**EXCERPT**
§ §
Hi, looking for some guidance as to whether or not
this is expected to work, and if I'm doing anything wrong or can
make any changes to fix this.
I've found that if LVM raid1 resync is interrupted, the volume
immediately comes up in sync when next activated, without actually
copying the remainder of the data.
I've reproduced this several times on a system with the root FS on
an LVM raid1 (note, this is not LVM on top of a separate MD raid1
device, it's an LVM raid1 mirror created with 'lvconvert -m1
--type raid1 ...'):
- remove a disk containing one leg of an LVM raid1 mirror
- do enough IO that a lengthy resync will be required
- shutdown
- insert the removed disk
- reboot
- on reboot, the volume is resyncing properly
- before resync completes, reboot again
- this time during boot, the volume is activated and no resync is
performed
But here's an example showing the same thing happening with just a
volume deactivate/activate:
# lvs
LV
VG Attr LSize Pool Origin Data% Move Log Cpy%Sync
Convert
...
testlv
testvg rwi-a-r--- 5.00g 4.84
# lvchange -an /dev/testvg/testlv
# lvchange -ay /dev/testvg/testlv
# lvs
LV
VG Attr LSize Pool Origin Data% Move Log Cpy%Sync
Convert
...
testlv
testvg rwi-a-r--- 5.00g 100.00
Here's dmesg showing the start of resync:
md/raid1:mdX: active with 1 out of 2 mirrors
created bitmap (5 pages) for device mdX
mdX: bitmap initialized from disk: read 1 pages, set 4524 of 10240
bits
RAID1 conf printout:
--- wd:1 rd:2
disk 0, wo:0, o:1, dev:dm-18
disk 1, wo:1, o:1, dev:dm-20
RAID1 conf printout:
--- wd:1 rd:2
disk 0, wo:0, o:1, dev:dm-18
disk 1, wo:1, o:1, dev:dm-20
md: recovery of RAID array mdX
md: minimum _guaranteed_ speed: 4000 KB/sec/disk.
md: using maximum available idle IO bandwidth (but not more than
15000 KB/sec) for recovery.
md: using 128k window, over a total of 5242880k.
§ §
**Excerpts from location labeling data**
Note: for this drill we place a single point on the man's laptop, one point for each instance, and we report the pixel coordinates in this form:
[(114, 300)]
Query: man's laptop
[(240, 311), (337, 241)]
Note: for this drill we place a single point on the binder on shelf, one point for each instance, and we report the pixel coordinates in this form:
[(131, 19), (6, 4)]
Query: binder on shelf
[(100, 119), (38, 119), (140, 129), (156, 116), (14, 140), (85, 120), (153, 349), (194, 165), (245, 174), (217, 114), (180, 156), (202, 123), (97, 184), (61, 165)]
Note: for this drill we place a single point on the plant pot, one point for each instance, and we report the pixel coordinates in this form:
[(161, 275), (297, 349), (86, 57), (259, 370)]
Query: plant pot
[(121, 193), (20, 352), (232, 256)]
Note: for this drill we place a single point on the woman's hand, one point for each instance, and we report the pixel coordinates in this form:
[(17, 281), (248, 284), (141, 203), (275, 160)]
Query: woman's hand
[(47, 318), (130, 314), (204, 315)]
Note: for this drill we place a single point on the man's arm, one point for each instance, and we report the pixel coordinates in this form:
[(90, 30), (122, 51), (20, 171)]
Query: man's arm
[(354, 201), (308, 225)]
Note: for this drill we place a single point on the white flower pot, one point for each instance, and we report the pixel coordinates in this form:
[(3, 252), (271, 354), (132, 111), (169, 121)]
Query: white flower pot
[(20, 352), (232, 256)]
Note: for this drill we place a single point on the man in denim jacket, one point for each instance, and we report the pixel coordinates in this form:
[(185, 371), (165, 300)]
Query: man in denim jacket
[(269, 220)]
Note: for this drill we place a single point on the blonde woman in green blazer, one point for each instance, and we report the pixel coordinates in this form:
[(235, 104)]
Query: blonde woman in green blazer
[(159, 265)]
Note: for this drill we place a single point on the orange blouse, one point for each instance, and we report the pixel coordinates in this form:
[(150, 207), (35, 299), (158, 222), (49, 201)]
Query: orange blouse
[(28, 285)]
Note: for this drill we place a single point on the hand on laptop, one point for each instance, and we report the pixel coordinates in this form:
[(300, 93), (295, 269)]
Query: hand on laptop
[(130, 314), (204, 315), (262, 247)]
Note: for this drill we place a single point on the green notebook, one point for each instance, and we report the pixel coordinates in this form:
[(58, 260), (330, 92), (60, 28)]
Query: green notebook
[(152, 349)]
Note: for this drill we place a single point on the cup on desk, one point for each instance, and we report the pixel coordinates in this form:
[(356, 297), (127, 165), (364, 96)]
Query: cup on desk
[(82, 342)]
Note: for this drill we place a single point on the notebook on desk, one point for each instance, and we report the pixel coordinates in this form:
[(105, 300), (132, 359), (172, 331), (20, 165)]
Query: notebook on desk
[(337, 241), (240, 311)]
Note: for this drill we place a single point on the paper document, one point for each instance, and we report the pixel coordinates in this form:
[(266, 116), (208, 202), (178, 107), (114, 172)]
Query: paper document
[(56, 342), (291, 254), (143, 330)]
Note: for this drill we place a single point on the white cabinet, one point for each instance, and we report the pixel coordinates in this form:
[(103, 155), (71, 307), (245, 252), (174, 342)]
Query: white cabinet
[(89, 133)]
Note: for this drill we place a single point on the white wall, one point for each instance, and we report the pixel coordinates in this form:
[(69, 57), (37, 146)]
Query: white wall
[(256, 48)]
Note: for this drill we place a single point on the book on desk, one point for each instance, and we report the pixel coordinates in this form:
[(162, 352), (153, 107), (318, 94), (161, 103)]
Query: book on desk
§ §
**TASK SET**
(1) From the LVM raid1 resync post, extract the passage from "I've found that" up to and including "of the data.".
(2) According to the LVM raid1 resync post, what happens when the volume is next activated after its resync was interrupted?
The records have no connection to the forum post on LVM raid1 resync.

**SOLUTIONS TO EACH TASK**
(1)
I've found that if LVM raid1 resync is interrupted, the volume
immediately comes up in sync when next activated, without actually
copying the remainder of the data.

(2) It immediately comes up in sync without actually copying the remainder of the data.